>> BEGIN

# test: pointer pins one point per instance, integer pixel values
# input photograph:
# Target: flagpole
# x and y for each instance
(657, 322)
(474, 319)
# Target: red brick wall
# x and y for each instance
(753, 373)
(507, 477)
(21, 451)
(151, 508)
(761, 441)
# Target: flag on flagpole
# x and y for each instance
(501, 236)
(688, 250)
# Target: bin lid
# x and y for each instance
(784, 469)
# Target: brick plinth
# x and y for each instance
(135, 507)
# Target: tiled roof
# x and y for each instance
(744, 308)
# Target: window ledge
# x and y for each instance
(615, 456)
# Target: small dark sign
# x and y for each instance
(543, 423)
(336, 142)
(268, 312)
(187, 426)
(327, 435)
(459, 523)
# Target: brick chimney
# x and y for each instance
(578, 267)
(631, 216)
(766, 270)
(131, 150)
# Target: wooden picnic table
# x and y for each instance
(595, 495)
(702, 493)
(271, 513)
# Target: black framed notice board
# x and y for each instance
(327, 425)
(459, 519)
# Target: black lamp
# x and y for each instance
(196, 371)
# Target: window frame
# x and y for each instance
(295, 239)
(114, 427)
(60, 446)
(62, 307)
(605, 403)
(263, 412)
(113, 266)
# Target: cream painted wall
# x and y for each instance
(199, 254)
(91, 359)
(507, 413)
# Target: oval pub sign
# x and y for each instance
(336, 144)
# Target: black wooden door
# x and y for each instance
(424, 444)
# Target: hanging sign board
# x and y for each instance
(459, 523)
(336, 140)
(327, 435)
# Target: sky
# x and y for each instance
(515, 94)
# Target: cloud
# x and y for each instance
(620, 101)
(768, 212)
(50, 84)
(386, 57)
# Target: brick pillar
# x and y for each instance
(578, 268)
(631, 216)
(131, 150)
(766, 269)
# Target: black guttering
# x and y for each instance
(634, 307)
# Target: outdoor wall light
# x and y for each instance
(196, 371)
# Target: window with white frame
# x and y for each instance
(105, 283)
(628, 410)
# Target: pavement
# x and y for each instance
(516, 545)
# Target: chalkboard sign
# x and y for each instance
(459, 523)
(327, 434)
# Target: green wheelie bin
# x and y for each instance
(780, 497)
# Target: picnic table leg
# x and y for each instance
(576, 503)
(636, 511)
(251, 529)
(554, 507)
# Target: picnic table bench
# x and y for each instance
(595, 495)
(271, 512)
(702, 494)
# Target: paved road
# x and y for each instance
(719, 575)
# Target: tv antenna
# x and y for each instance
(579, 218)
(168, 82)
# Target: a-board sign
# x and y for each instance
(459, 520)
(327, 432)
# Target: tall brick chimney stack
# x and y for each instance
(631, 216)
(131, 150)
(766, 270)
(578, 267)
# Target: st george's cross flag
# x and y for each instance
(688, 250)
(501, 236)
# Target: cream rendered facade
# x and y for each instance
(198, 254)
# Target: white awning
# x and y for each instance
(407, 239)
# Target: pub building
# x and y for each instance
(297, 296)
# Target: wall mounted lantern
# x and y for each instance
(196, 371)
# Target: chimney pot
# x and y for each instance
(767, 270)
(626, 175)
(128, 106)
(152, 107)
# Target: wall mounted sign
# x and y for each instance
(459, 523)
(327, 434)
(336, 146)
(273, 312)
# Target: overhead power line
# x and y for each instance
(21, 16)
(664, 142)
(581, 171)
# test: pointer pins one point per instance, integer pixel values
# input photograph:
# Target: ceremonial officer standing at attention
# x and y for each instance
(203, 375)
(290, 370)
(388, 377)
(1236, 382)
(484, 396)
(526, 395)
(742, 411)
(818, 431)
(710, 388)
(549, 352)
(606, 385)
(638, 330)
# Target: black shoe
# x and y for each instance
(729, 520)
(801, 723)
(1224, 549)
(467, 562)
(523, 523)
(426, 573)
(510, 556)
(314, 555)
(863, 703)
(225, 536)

>> END

> To do
Write out every record, exactly as written.

> Answer
# test: pointer pins one point per instance, integer pixel values
# input photograph:
# Target: flagpole
# x and y for each instance
(657, 322)
(474, 319)
# Target: red brick wall
# x and y for each instance
(753, 373)
(507, 477)
(21, 451)
(151, 508)
(761, 441)
# Target: flag on flagpole
# x and y for each instance
(501, 236)
(688, 250)
# Target: bin lid
# x and y for each instance
(784, 469)
# Target: brick plinth
# x and y for each instance
(135, 507)
# Target: tiled roof
# x and y for each instance
(744, 308)
# Target: window ledge
# x and y for each instance
(615, 456)
# Target: small dark sign
# x and y for each instance
(543, 423)
(336, 142)
(268, 312)
(187, 426)
(327, 435)
(459, 523)
# Target: brick chimney
# x and y for each instance
(578, 267)
(631, 216)
(766, 270)
(131, 150)
# Target: wooden picnic table
# x and y for each instance
(595, 495)
(702, 493)
(271, 513)
# Target: black framed notice board
# x and y for each instance
(327, 425)
(459, 519)
# Target: black lamp
# x and y for each instance
(196, 371)
# Target: window frame
# x and y for each instance
(295, 239)
(114, 427)
(60, 446)
(62, 307)
(605, 403)
(263, 412)
(113, 266)
# Target: cream painted wall
# x and y for each instance
(199, 254)
(91, 359)
(507, 413)
# Target: oval pub sign
# x and y for each instance
(336, 144)
# Target: black wooden door
# x and y for each instance
(424, 444)
# Target: hanging sign board
# x and y for each instance
(459, 523)
(336, 140)
(327, 435)
# Target: sky
# x and y for each instance
(515, 94)
# Target: cloud
# x and y for each instance
(620, 101)
(768, 212)
(50, 84)
(386, 57)
# Target: brick pillar
# x and y for each instance
(578, 268)
(631, 216)
(131, 150)
(766, 269)
# Target: black guttering
# x and y for each instance
(634, 307)
# Target: outdoor wall light
# x and y for each instance
(196, 371)
# Target: window with white frame
# x and y for each instance
(105, 283)
(628, 410)
# Target: pavement
# x and y for each instance
(516, 545)
# Target: chalkboard sign
# x and y for each instance
(459, 523)
(327, 434)
# Target: green wheelie bin
# x and y for each instance
(780, 497)
# Target: picnic table leg
# x and y for each instance
(576, 503)
(636, 511)
(251, 529)
(554, 507)
# Target: picnic table bench
# x and y for each instance
(595, 495)
(271, 512)
(702, 494)
# Target: paved road
# x and y for each instance
(719, 575)
# Target: tv antenna
# x and y for each instance
(579, 218)
(168, 82)
# Target: a-board sign
# x and y for each instance
(459, 520)
(327, 432)
# Target: tall brick chimney stack
# x and y for each instance
(631, 216)
(131, 150)
(766, 270)
(578, 267)
# Target: st george's cross flag
# x and y for each instance
(688, 250)
(501, 236)
# Target: cream rendered facade
# x and y for each instance
(198, 254)
# Target: white awning
# x and y for each instance
(407, 239)
# Target: pub building
# x and y for each instance
(297, 296)
# Target: wall mounted lantern
# x and y for each instance
(196, 371)
# Target: chimney pot
# x and y for each instance
(767, 270)
(626, 175)
(128, 106)
(152, 107)
# Target: wall mounted sign
# x and y for each instance
(459, 523)
(327, 434)
(336, 146)
(273, 312)
# Target: overhead power line
# x and y for each instance
(21, 16)
(664, 142)
(581, 171)
# test: pointer pins one point per instance, integer pixel values
# input photograph:
# Target: ceremonial officer standing at attention
# x and y for each instance
(203, 375)
(290, 370)
(388, 377)
(1236, 382)
(484, 396)
(526, 395)
(742, 411)
(818, 431)
(710, 388)
(549, 352)
(606, 385)
(638, 330)
# Target: black shoe
# x and y for each instance
(729, 520)
(801, 723)
(1224, 549)
(467, 562)
(523, 523)
(426, 573)
(510, 556)
(314, 555)
(863, 703)
(225, 536)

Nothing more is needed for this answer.